__Extrait à lire__.
En queue du classement, la lanterne rouge revient aux petits joueurs de Bâle-Campagne (2,96), derrière la principauté déchue de Neuchâtel (3,15) et les Waldstätten émoussés d’Obwald (3,30). Mais quels sont les ingrédients de la potion qui rend les Romands et les Zurichois si nettement meilleurs?

1 Être attentif à sa santé… financière

Pas de miracle pour figurer tout en haut du classement, il faut travailler ses fondamentaux. C’est ce que le professeur Nils Soguel de l’Idheap a défini comme la santé financière. Pour la conserver, la collectivité publique doit couvrir ses charges courantes via ses revenus ordinaires. Sans toutefois chercher à faire trop de bénéfices (indicateur 1 sur le tableau). Car, dans ce cas, la question d’une baisse de l’impôt pourrait se poser. Il faut en outre payer ses investissements nets sans devoir recourir à l’emprunt (indicateur 2). Il convient aussi de ne pas augmenter ses engagements nets et, enfin, de ne pas distraire une partie trop grande des revenus fiscaux pour payer les intérêts de la dette. A cette aune, Genève a commencé à afficher sa domination en décrochant la note maximale de 6,0 en compagnie de Zurich et de Schwyz. Bâle-Campagne (1,94), Zoug (2,02) et Neuchâtel (2,42) montrent déjà là l’étendue de leur faiblesse. A noter: les cinq autres cantons (OW, AR, AG, BS et GR) qui peinent aussi sous la moyenne du 4,0 sont tous alémaniques.

2 Soigner la qualité de sa gestion

Jouir d’une bonne santé ne suffit pas. Pour preuve: Schwyz, dont les chiffres de santé sont resplendissants, mais qui s’écroule dans sa façon de gérer ces acquis. A la clé, un dernier rang taxé d’une note de 3,32. Nidwald (3,56) ne fait guère mieux alors que Bâle-Ville (3,91) et, surtout, Neuchâtel (3,99) ne sont pas loin de rester dans un territoire suffisant. Soigner la qualité de sa gestion s’avère régulièrement un exercice difficile pour les cantons. Ils doivent en effet éviter les hausses de dépenses par rapport à l’exercice précédent (indicateur 5) tout en investissant dans une juste mesure – ni trop, ni trop peu (indicateur 6). Il leur faut aussi prévoir au plus près leurs rentrées fiscales (indicateur 7) et tâcher de payer le moins possible d’intérêts passifs (indicateur 8). Sur 2016, ce sont les Grisons qui se montrent les plus sagaces (5,78), juste devant Zoug (5,72) et le Tessin (5,69). Le Valais (5,55) et Genève (5,45) complètent le quinté et y parachèvent leur succès final.

__Consigne 1__. Modifiez les enregistrements en commençant à la ligne qui contient « [locate] the teeth » et en allant jusqu'à la fin des enregistrements : remplacez « photo » par « image » et laissez tout le reste inchangé. N'incluez pas les images dans votre réponse.

__Enregistrements conservés__.
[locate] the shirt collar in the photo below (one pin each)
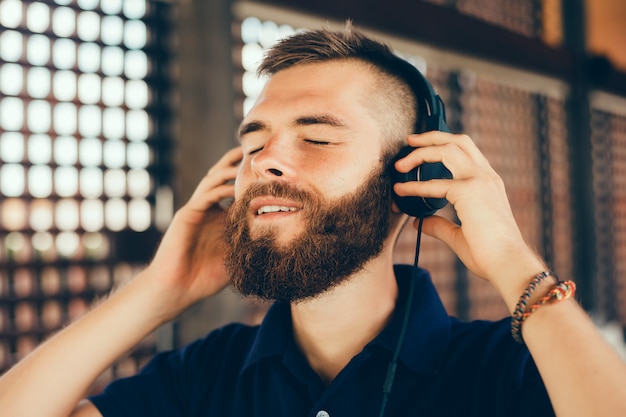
(428, 329)
(427, 334)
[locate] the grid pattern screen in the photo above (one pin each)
(76, 157)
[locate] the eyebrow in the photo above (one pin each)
(321, 119)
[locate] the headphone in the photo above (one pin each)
(435, 119)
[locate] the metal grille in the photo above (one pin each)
(609, 151)
(521, 16)
(78, 160)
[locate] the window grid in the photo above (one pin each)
(80, 158)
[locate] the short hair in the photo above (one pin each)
(397, 99)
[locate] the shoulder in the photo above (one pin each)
(228, 345)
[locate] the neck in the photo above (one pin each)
(333, 328)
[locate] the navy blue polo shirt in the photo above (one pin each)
(446, 368)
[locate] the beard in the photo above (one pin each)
(338, 239)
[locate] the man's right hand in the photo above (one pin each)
(189, 264)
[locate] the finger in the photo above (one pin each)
(430, 189)
(441, 229)
(437, 138)
(231, 158)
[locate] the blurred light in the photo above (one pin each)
(138, 155)
(65, 150)
(112, 61)
(88, 57)
(12, 180)
(92, 215)
(134, 9)
(89, 88)
(135, 34)
(63, 22)
(66, 181)
(64, 53)
(38, 82)
(111, 6)
(136, 94)
(64, 85)
(88, 26)
(89, 120)
(11, 147)
(41, 215)
(38, 17)
(39, 149)
(138, 183)
(10, 13)
(137, 125)
(66, 214)
(11, 113)
(38, 50)
(90, 152)
(40, 181)
(115, 183)
(113, 125)
(91, 182)
(114, 154)
(113, 91)
(65, 118)
(67, 244)
(11, 79)
(115, 214)
(136, 65)
(112, 30)
(10, 45)
(139, 214)
(39, 116)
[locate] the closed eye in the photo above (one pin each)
(255, 150)
(317, 142)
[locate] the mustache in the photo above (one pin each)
(279, 190)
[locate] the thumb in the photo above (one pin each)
(441, 229)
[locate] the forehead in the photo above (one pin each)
(340, 86)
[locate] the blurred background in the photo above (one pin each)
(112, 110)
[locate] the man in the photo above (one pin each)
(313, 226)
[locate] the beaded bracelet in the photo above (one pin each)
(520, 308)
(560, 292)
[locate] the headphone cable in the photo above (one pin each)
(391, 369)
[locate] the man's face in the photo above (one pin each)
(339, 237)
(310, 143)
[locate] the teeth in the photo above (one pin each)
(275, 209)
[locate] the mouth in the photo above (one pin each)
(263, 206)
(276, 209)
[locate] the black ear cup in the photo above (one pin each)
(419, 206)
(435, 119)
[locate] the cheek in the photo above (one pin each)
(241, 181)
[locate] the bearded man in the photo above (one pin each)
(313, 227)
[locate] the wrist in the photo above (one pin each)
(514, 280)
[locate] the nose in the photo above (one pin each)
(274, 160)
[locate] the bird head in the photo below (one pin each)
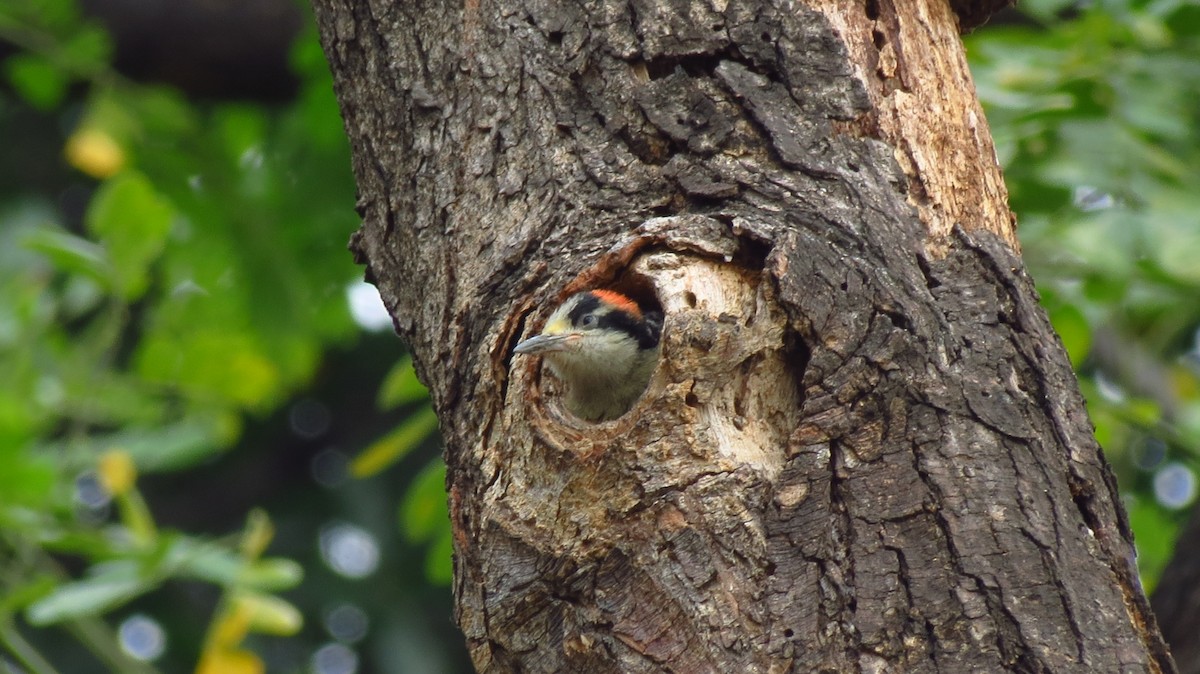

__Consigne 2__. Recopiez fidèlement le passage de l'extrait qui commence aux mots « En queue du » et s'arrête après « si nettement meilleurs? ».

__Résultat obtenu 1__.
[locate] the teeth in the image above (one pin each)
(275, 209)
[locate] the mouth in the image above (one pin each)
(263, 206)
(276, 209)
[locate] the black ear cup in the image above (one pin each)
(419, 206)
(435, 119)
[locate] the cheek in the image above (one pin each)
(241, 181)
[locate] the bearded man in the image above (one pin each)
(313, 227)
[locate] the wrist in the image above (one pin each)
(514, 280)
[locate] the nose in the image above (one pin each)
(274, 160)
[locate] the bird head in the image below (one pin each)

__Résultat obtenu 2__.
En queue du classement, la lanterne rouge revient aux petits joueurs de Bâle-Campagne (2,96), derrière la principauté déchue de Neuchâtel (3,15) et les Waldstätten émoussés d’Obwald (3,30). Mais quels sont les ingrédients de la potion qui rend les Romands et les Zurichois si nettement meilleurs?